== READING TEXT ==
----------------------------------------

For a more diverse garden, try planting a few varieties. Create rows with the smallest variety in the front and tallest in the back. You can also attempt to stagger out your seed planting so that you plant some every few weeks. This will create continuous sunflowers blooms that you’ll be able to enjoy all season long.
Sunflower Care Tips
After your seeds are planted, the first weeks before the plant is established are crucial. Maintaining consistent care and attention will allow your sunflower to grow to its full potential.
Although sunflowers are drought and heat tolerant, they still require frequent watering. As the plant begins to grow, it will need to be watered around the root zone, which is 3–4 inches away from the stem. Sunflower seedlings should be watered daily so the soil is moist but not soaked. As the sunflowers become established, they can be watered once a week. This watering is infrequent but it should be a deep watering that uses several gallons of water.
Sunflowers don’t need fertilizer unless your soil is poor in nutrients. If this is the case, add a slow-release fertilizer or compost on top of the soil. Avoid adding any too close to the plant’s base. Adding fertilizer to already healthy soil can produce too much nitrogen and cause the stems to break or a delay in blooming.
Pests and diseases
When growing sunflowers, look out for slugs, snails, birds, squirrels and deer. Slugs and snails can be warded off with repellants. If birds and squirrels take an interest in your sunflower seeds, cover the plants with polyspun garden fleece. To fend off any deer, create a tall wire barrier or fence around the garden.
If your sunflower leaves turn yellow and shrink, your soil is probably too moist. Clay or waterlogged soil can cause this fungus and infected plants won’t produce flowers. If this happens, remove the infected leaves and reduce your watering.
Securing large plants
Some larger sunflowers or multi-branched varieties may need assistance to stand tall. If your sunflowers start to droop, tie them to a stake or sturdy support. This is necessary for plants that are in windy locations as well.

----------------------------------------

== PROBLEMS TO SOLVE ==
(1) According to the sunflower guide, how far from the stem is the root zone?
(2) Retype the part of the sunflower guide starting at "For a more diverse" and ending at "its full potential.".
(3) Write what comes next in the sunflower guide, picking up after its final sentence.

----------------------------------------

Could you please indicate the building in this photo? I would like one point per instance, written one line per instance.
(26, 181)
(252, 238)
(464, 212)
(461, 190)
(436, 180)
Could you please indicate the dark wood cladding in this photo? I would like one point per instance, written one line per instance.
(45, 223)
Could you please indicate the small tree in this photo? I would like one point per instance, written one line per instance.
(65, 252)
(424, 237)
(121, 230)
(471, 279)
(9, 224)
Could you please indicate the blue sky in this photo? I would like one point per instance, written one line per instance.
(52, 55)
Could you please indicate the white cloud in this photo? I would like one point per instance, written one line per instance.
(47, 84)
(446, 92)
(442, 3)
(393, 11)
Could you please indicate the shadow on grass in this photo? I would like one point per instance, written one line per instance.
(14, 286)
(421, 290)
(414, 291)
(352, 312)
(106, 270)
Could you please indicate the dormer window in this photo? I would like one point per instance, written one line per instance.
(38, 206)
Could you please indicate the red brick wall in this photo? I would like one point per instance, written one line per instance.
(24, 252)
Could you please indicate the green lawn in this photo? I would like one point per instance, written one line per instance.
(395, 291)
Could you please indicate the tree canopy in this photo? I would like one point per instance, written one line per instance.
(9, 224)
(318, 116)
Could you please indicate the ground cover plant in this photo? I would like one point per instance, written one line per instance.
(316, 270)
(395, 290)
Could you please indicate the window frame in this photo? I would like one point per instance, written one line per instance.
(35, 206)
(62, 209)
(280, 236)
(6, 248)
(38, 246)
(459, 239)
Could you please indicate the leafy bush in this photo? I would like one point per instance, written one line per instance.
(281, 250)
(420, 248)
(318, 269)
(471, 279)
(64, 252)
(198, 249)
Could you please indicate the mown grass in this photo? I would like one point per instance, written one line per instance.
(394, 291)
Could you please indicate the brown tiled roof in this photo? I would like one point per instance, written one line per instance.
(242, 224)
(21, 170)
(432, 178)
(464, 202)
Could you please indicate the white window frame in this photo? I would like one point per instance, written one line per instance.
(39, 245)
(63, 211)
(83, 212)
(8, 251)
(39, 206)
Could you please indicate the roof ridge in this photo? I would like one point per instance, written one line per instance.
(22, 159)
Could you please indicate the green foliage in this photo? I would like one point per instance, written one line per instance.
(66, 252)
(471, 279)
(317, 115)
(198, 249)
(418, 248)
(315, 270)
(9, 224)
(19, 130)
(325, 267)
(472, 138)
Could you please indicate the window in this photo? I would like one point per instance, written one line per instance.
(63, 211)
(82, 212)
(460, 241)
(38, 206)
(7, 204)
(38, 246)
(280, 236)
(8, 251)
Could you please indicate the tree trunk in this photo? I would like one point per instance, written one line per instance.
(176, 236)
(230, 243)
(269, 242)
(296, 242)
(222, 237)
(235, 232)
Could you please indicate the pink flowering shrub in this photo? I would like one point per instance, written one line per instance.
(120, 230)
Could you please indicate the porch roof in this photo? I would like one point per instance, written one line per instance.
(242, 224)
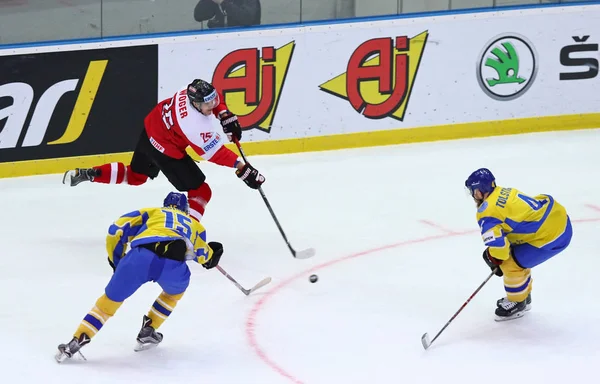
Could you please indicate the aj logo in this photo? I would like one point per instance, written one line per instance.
(251, 82)
(23, 96)
(380, 76)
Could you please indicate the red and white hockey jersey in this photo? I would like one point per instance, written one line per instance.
(174, 124)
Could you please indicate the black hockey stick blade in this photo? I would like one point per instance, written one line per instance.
(425, 341)
(258, 285)
(304, 254)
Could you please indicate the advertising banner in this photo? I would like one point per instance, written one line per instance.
(75, 103)
(397, 74)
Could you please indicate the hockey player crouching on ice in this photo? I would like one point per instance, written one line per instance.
(161, 241)
(174, 124)
(520, 232)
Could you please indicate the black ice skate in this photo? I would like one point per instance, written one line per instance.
(79, 175)
(509, 310)
(148, 337)
(66, 351)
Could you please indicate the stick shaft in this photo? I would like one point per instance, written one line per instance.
(464, 305)
(264, 197)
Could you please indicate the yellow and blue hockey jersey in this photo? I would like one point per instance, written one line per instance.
(507, 216)
(151, 225)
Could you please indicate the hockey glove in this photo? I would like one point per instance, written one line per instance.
(217, 253)
(250, 176)
(492, 262)
(231, 126)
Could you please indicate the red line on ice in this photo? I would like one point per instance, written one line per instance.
(438, 226)
(594, 207)
(251, 320)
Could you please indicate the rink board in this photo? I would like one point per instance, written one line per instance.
(310, 88)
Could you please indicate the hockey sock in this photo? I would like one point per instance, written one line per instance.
(162, 308)
(198, 199)
(93, 322)
(117, 173)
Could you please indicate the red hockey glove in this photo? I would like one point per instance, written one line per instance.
(250, 176)
(231, 126)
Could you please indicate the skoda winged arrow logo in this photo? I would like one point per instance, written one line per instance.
(507, 67)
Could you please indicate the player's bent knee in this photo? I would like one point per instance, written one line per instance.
(202, 194)
(107, 305)
(134, 178)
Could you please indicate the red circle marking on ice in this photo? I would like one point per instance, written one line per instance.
(251, 319)
(260, 304)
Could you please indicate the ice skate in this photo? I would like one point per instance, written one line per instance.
(79, 175)
(509, 310)
(148, 337)
(66, 351)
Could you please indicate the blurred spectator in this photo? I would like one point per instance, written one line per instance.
(228, 13)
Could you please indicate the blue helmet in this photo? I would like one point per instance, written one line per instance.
(176, 200)
(481, 179)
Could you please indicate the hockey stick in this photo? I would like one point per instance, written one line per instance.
(304, 254)
(425, 338)
(258, 285)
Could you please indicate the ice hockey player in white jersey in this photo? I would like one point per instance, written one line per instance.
(183, 120)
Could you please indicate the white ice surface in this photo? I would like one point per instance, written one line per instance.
(362, 321)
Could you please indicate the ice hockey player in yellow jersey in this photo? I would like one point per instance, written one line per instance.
(520, 232)
(161, 241)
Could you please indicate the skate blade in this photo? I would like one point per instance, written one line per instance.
(513, 317)
(68, 174)
(144, 347)
(61, 357)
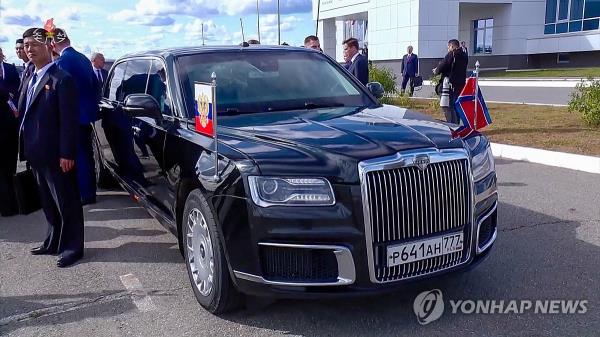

----------------------------------------

== TASK-BY-TASK ANSWERS ==
(1) The root zone is 3–4 inches away from the stem.

(2)
For a more diverse garden, try planting a few varieties. Create rows with the smallest variety in the front and tallest in the back. You can also attempt to stagger out your seed planting so that you plant some every few weeks. This will create continuous sunflowers blooms that you’ll be able to enjoy all season long.
Sunflower Care Tips
After your seeds are planted, the first weeks before the plant is established are crucial. Maintaining consistent care and attention will allow your sunflower to grow to its full potential.

(3)
Harvesting Sunflower Seeds
One common use for sunflowers is harvesting them for their delicious seeds. These seeds are prized for their nutritional benefits, containing vitamin E, B-1 and the mineral copper. They are prepared and enjoyed in a variety of different meals.
When growing sunflowers for the purpose of harvesting, it’s important to choose the right variety. Some smaller sunflowers won’t provide as many seeds and some larger varieties produce seeds that have a thick shell and very small seeds. Both of these options are not ideal.
The best varieties for harvesting sunflower seeds include:
- Mammoth Grey Stripe
- Mammoth Russian
- Hopi Black Dye
- Paul Bunyan
- Super Snack
When to harvest sunflower seeds
You’ll know the sunflower seeds are ready to be harvested when the back side of the flower turns from a green to a yellow or yellow-brown color. The sunflower bracts (the leaves on the backside of the petals) will start to turn brown as well. This will happen between 30 and 45 days after the flower blooms, depending on the climate.
Once this happens, cut the stem about 4 inches below the flower head. Hang the flower head upside down in a dry, cool location for a few weeks, until the seeds are completely dry. Once dry, remove the seeds with your fingers or a fork.
Sunflowers are cheery flowers that you can enjoy in a variety of ways. Be sure to include sunflowers in the next bouquet you send to put a smile on your friend or family member’s face.